STATED GOAL
Count the lines of the records that contain the string "surfboard", treating uppercase and lowercase as different, and give only the number.

STORED DATA
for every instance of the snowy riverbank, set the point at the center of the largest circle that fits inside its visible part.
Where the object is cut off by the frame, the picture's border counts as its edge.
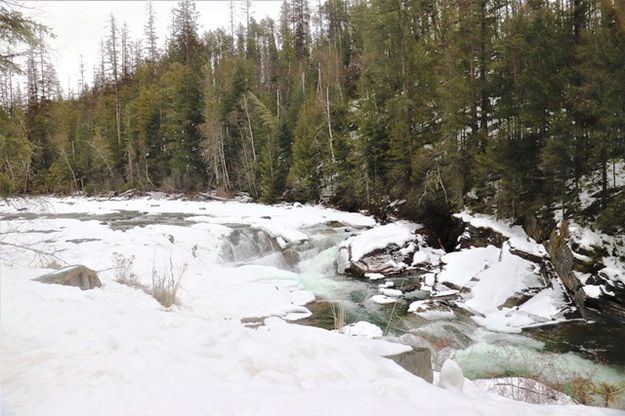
(116, 350)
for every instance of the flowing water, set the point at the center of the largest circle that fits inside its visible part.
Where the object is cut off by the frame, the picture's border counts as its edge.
(557, 354)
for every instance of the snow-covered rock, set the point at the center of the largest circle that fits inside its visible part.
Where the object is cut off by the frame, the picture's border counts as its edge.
(381, 250)
(451, 376)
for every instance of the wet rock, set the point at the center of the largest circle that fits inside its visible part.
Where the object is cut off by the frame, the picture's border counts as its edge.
(417, 361)
(291, 257)
(390, 261)
(539, 227)
(606, 306)
(451, 376)
(480, 237)
(77, 275)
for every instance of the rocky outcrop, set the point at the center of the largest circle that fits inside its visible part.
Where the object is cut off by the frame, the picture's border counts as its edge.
(390, 261)
(417, 361)
(565, 263)
(77, 275)
(480, 237)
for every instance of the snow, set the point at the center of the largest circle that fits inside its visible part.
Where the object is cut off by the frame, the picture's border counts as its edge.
(593, 291)
(382, 299)
(430, 310)
(116, 351)
(398, 233)
(510, 275)
(588, 239)
(451, 376)
(462, 266)
(490, 276)
(362, 329)
(374, 276)
(523, 389)
(518, 239)
(394, 293)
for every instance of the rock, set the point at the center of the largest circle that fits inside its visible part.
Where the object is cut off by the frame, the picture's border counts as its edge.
(77, 275)
(451, 376)
(362, 329)
(565, 263)
(291, 257)
(539, 228)
(417, 361)
(480, 237)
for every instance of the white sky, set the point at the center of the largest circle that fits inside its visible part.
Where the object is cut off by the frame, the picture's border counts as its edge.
(79, 26)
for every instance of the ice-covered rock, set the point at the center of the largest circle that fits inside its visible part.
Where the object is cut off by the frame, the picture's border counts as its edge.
(382, 250)
(418, 361)
(362, 329)
(76, 275)
(451, 376)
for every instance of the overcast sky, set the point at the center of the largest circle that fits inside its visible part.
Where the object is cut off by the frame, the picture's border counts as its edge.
(79, 26)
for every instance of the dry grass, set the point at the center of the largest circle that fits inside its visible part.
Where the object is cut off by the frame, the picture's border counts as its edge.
(339, 315)
(165, 284)
(123, 270)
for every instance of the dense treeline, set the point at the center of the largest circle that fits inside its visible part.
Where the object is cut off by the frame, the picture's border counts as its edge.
(504, 105)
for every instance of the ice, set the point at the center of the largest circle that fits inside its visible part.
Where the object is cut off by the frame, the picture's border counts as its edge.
(593, 291)
(462, 266)
(517, 237)
(451, 376)
(398, 233)
(394, 293)
(374, 276)
(382, 299)
(362, 329)
(115, 350)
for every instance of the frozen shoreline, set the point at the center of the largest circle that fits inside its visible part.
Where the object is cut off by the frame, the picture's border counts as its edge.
(66, 351)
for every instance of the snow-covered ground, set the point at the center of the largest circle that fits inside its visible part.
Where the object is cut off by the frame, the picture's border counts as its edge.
(115, 350)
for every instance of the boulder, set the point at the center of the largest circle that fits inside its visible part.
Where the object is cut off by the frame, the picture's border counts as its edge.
(389, 261)
(76, 275)
(417, 361)
(451, 376)
(565, 263)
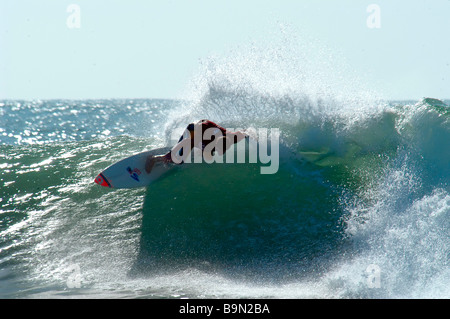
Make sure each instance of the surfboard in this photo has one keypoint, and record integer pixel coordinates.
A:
(130, 172)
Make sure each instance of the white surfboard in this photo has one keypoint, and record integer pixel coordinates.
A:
(130, 172)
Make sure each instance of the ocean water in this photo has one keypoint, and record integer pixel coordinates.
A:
(359, 208)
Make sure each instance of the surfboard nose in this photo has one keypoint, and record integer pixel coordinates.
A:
(102, 181)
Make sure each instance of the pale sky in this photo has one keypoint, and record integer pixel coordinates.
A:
(150, 49)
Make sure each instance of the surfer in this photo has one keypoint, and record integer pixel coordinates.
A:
(222, 143)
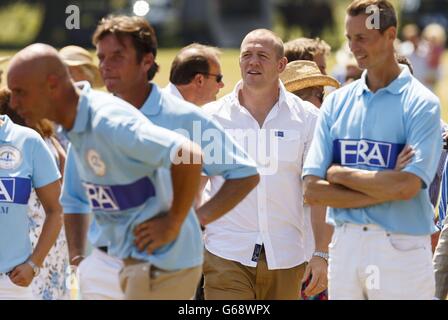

TASK ANSWER
3